## ASSIGNMENT
Lines before the one containing "Reviewer note. Check that every instance of the woman's right" are excluded; retype that line and all remaining lines of the material exactly.

---------------

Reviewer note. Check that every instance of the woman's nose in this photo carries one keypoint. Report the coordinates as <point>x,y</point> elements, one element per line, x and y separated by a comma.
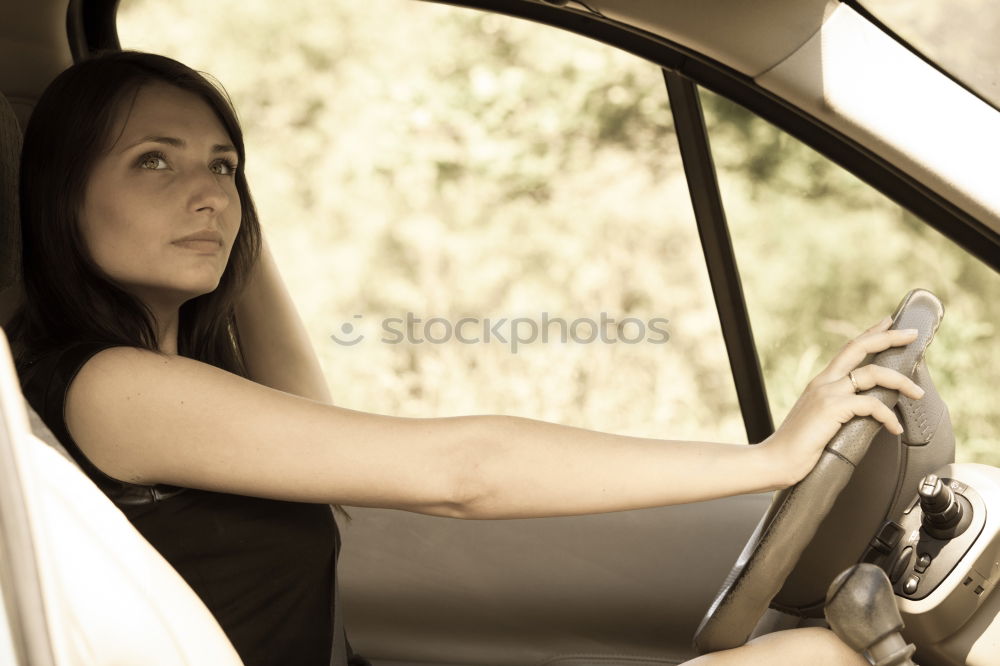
<point>209,192</point>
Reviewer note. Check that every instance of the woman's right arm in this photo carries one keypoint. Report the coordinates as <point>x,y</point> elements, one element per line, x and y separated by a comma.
<point>147,419</point>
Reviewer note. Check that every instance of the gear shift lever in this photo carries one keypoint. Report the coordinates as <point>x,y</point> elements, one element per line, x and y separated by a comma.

---------------

## EXPECTED OUTPUT
Reviewer note. Check that every instance of the woman's right arm in this photo carries one keypoint. Report the coordinates as <point>x,y</point> elements, one element per line, x and y separated by a comma.
<point>147,419</point>
Reviewer note. Check that every instance of the gear shift lever in this photo carries one keypoint. Report the coordinates as <point>x,y</point> elements, one element per line, x and y separated by a comma.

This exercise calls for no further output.